__What is needed__
Rewrite the listing below, swapping "pixel" for "point" wherever it occurs and keeping every other character unchanged.
-*-*-
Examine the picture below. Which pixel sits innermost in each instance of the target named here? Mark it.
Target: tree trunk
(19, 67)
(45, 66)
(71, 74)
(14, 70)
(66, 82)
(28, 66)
-*-*-
__Correct result__
Examine the picture below. Which point sits innermost in each instance of the target named here? Mark it.
Target: tree trunk
(19, 67)
(45, 66)
(71, 74)
(14, 70)
(66, 82)
(28, 66)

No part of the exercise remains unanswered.